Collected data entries
** BEGIN **
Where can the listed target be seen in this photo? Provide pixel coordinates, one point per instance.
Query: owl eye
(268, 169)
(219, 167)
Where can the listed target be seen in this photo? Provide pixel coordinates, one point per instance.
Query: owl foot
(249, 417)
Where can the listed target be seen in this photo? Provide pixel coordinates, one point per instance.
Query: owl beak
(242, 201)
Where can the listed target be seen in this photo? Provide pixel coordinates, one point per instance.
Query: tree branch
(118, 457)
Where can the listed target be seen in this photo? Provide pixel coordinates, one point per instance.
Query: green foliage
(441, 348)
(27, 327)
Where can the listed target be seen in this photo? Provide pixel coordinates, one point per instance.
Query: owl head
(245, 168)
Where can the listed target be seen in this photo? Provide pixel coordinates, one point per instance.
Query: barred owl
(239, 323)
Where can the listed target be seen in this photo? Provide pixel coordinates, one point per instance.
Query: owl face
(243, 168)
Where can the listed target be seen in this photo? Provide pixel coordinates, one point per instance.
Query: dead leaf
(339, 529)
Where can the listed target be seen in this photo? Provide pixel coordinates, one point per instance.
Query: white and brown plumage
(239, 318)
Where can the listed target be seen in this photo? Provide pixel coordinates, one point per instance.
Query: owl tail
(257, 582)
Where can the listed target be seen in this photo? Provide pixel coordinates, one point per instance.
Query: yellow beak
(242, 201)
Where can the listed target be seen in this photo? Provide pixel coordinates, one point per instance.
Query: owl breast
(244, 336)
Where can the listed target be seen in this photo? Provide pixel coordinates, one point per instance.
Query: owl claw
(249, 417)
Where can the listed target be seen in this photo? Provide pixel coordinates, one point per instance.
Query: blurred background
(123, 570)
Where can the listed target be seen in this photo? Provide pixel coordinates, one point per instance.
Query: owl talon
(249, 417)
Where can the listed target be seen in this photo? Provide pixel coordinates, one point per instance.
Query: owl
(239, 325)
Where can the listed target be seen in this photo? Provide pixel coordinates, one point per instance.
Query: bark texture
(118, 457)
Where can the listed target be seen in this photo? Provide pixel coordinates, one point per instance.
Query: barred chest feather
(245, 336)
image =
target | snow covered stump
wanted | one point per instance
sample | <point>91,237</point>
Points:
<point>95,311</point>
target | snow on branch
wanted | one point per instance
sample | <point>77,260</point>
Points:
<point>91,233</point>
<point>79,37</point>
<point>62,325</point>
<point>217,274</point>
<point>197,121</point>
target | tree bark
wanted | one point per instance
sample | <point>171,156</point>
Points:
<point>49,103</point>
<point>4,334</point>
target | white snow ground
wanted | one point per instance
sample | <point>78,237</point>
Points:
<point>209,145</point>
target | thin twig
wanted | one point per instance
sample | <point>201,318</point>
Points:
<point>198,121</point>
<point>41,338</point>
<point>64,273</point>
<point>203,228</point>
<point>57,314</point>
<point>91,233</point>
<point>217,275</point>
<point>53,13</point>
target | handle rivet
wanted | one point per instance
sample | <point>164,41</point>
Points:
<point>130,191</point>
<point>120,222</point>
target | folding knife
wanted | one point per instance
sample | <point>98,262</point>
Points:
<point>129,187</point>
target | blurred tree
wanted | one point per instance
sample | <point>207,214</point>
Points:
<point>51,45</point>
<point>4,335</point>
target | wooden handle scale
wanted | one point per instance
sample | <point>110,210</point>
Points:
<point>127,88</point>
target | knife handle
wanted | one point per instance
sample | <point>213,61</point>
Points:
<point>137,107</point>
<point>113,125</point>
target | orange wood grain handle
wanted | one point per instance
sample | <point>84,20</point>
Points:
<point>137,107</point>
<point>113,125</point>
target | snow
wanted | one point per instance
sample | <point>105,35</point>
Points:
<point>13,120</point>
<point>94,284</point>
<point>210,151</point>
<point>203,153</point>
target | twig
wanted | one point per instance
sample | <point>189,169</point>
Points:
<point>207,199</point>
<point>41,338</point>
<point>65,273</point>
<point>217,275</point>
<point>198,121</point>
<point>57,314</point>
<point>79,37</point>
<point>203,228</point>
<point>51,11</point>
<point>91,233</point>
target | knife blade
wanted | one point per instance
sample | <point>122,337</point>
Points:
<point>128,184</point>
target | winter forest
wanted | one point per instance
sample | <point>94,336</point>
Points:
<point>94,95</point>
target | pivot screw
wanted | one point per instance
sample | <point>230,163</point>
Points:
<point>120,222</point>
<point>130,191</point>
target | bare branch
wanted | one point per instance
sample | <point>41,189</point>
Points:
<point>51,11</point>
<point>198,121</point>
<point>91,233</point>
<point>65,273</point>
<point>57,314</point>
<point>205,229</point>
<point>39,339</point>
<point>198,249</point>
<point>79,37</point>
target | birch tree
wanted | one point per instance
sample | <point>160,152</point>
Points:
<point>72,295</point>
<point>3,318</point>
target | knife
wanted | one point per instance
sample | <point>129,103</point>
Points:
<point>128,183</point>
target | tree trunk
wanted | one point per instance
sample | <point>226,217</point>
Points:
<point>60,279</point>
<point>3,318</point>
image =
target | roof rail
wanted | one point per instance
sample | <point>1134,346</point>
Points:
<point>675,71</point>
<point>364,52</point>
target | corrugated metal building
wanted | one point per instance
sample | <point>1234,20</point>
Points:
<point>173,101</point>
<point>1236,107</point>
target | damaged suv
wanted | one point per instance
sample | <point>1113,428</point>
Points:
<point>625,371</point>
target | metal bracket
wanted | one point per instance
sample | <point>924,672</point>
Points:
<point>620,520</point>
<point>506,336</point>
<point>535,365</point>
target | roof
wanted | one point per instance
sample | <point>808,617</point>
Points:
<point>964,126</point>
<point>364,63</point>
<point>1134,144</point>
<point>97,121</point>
** END **
Exercise brief. Could you give again exactly the lines from the line containing "target | birch tree" through the final line of the data above, and no others?

Solution for this task.
target | birch tree
wanted | one point per instance
sample | <point>160,152</point>
Points:
<point>72,295</point>
<point>3,318</point>
target | knife
wanted | one point per instance
sample | <point>129,103</point>
Points:
<point>128,183</point>
target | tree trunk
wanted | one point per instance
sample | <point>226,217</point>
Points:
<point>60,279</point>
<point>3,318</point>
image =
target | roof rail
wanted | one point per instance
sample | <point>1134,346</point>
Points:
<point>675,71</point>
<point>364,52</point>
target | corrugated metal building
wanted | one point per instance
sample | <point>1234,20</point>
Points:
<point>173,101</point>
<point>1236,107</point>
target | damaged suv
wanted | one point per instance
sample | <point>1113,428</point>
Points:
<point>625,371</point>
target | metal bracket
wanted | one point per instance
sample | <point>924,672</point>
Points:
<point>620,520</point>
<point>506,336</point>
<point>535,365</point>
target | roof
wanted | one point per instance
sample | <point>808,617</point>
Points:
<point>964,126</point>
<point>364,63</point>
<point>1134,144</point>
<point>97,121</point>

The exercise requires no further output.